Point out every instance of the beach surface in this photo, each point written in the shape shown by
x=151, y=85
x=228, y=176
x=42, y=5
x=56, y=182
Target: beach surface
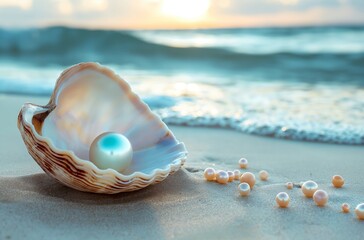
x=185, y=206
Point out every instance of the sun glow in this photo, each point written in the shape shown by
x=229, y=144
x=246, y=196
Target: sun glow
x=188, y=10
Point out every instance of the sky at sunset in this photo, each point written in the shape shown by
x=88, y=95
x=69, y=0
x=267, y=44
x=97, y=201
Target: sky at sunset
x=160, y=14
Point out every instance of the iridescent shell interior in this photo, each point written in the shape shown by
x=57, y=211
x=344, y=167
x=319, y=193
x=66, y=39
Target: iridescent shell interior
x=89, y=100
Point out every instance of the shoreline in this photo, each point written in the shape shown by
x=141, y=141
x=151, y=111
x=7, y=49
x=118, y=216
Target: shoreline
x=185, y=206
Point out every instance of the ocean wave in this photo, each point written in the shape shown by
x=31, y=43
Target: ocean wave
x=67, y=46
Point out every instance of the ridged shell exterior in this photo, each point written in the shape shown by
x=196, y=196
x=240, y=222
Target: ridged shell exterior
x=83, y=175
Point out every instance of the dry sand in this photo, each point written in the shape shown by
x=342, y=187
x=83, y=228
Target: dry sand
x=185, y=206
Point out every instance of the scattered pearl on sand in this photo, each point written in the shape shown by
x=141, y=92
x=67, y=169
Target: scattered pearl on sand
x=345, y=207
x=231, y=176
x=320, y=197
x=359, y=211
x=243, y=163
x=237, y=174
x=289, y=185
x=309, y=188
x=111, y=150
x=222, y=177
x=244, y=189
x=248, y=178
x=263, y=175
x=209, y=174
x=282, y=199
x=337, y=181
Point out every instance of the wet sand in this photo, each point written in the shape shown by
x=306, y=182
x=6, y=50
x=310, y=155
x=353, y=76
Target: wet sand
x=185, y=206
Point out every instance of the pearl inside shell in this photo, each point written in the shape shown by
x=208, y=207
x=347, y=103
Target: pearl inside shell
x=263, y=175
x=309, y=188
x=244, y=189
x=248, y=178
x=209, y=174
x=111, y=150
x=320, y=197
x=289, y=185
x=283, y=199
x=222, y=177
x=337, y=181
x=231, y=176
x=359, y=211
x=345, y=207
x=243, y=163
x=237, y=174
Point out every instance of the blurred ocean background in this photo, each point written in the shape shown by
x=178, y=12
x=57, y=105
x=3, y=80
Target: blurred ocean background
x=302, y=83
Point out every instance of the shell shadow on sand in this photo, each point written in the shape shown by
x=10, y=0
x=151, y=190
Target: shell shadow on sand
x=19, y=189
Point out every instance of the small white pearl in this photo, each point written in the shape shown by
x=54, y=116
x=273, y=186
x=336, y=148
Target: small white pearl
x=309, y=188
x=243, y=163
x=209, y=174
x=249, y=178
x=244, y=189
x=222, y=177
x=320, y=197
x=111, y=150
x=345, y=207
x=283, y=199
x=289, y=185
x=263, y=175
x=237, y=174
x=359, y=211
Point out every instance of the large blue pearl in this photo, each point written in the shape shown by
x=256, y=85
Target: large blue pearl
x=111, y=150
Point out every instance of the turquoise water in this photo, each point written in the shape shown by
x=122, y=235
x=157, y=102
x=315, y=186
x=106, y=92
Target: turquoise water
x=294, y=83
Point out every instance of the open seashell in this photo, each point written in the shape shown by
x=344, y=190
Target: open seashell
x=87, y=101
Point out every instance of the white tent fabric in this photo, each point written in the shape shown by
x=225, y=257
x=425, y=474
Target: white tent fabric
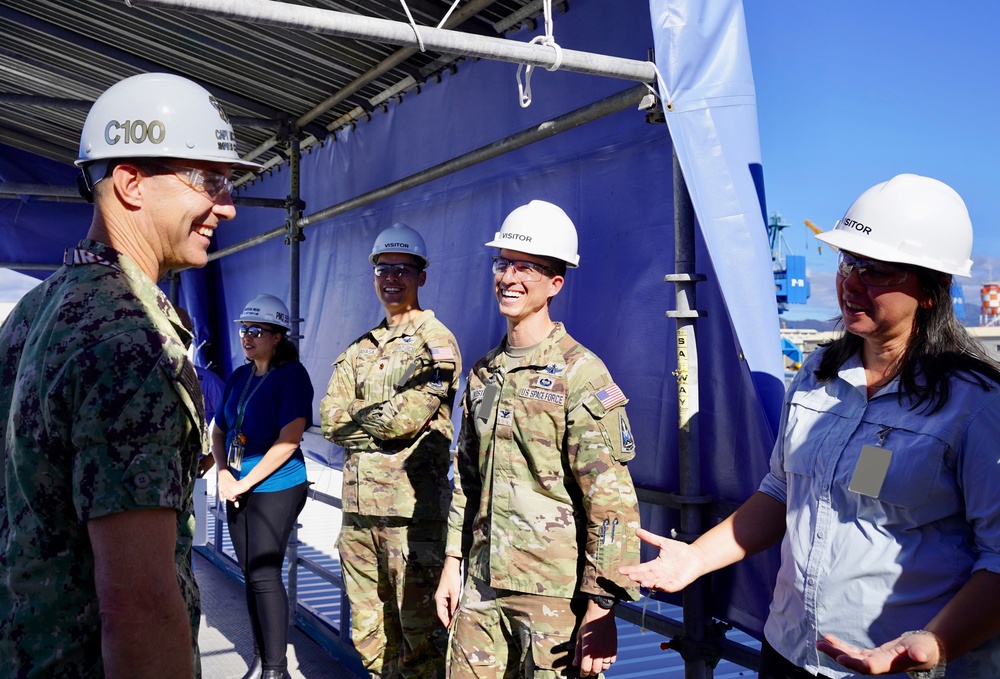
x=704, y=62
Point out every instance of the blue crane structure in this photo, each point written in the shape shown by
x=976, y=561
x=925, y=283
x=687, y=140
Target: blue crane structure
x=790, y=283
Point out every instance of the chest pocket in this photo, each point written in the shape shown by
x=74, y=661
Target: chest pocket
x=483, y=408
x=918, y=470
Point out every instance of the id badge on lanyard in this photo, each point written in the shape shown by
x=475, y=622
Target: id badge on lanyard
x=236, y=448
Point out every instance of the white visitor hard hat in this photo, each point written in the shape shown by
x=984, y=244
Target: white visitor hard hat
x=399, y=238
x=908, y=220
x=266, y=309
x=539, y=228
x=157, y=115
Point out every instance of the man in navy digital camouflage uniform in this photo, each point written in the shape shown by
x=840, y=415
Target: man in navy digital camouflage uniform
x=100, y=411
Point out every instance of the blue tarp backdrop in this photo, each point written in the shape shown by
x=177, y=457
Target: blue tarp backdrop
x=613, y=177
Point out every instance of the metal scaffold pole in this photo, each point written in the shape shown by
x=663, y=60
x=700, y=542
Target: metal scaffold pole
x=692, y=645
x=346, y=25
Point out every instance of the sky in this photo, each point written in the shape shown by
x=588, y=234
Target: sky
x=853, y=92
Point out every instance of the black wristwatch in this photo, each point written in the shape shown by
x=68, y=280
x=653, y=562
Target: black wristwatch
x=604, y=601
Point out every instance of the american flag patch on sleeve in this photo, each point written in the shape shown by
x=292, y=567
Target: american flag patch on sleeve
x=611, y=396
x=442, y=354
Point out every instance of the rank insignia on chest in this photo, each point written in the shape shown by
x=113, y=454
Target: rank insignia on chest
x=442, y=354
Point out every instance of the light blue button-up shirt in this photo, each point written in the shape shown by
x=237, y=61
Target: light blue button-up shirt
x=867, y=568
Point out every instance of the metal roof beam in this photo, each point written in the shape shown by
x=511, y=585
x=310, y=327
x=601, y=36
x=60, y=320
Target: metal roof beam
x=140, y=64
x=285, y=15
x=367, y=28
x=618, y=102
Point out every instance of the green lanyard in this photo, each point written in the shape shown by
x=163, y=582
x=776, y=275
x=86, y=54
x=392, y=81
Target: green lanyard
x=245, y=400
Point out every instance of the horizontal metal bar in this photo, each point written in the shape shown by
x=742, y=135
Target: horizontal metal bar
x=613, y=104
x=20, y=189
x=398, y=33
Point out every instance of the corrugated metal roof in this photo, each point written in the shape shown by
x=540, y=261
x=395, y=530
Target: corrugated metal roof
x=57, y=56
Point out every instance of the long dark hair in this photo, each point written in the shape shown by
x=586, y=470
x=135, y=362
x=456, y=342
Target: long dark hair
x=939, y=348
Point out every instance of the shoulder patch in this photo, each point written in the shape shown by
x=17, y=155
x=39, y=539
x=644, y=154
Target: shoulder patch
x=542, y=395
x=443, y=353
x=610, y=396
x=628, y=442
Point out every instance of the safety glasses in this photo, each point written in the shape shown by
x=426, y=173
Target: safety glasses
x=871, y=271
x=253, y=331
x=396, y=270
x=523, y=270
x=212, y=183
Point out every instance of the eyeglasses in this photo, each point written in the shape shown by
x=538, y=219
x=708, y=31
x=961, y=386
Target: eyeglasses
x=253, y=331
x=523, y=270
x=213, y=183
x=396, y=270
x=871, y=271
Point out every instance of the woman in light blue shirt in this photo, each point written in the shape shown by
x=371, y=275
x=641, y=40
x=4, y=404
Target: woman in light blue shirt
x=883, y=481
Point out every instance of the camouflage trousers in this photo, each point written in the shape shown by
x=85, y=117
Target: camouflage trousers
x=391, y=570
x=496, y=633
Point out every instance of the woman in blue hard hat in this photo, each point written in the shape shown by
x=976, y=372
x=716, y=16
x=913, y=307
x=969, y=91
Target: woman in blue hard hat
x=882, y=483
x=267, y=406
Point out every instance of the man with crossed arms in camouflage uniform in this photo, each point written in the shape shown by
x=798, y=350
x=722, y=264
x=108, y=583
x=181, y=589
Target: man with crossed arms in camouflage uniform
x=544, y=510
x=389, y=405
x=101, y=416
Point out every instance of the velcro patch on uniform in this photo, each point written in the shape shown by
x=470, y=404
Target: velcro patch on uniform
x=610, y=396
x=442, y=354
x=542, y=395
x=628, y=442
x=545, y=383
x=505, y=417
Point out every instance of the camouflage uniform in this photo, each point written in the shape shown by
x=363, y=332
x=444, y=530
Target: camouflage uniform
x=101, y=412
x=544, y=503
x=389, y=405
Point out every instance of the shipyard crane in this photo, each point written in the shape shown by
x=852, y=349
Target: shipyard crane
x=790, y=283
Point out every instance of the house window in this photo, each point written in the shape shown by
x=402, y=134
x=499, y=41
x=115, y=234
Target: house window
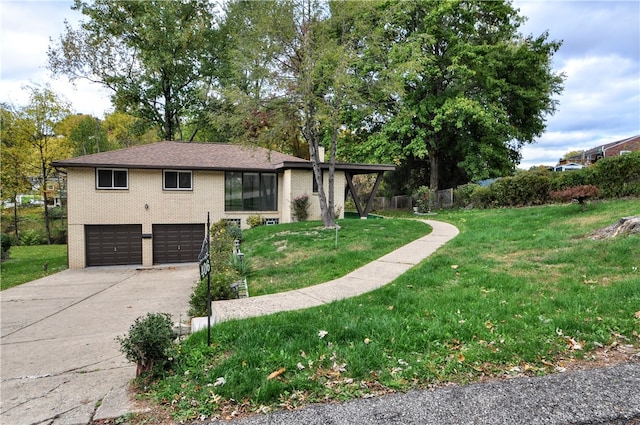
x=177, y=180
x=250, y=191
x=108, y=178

_EXERCISE DESCRIPTION_: Each line from the one containing "Point out every instance of the camouflage uniform" through the end of the listing is to be set down exactly, with all pictures left out.

_TASK OUTPUT_:
Point out every instance of the camouflage uniform in this photo, each point written in the shape shown by
x=363, y=332
x=444, y=530
Target: camouflage uniform
x=101, y=412
x=544, y=503
x=389, y=405
Point out every instance of the shipyard crane in this photo, each point written in the shape shown by
x=852, y=349
Target: shipyard crane
x=790, y=283
Point out every instance of the house window in this photo, each point written in the shape shown by
x=402, y=134
x=499, y=41
x=115, y=234
Target: house window
x=177, y=180
x=250, y=191
x=108, y=178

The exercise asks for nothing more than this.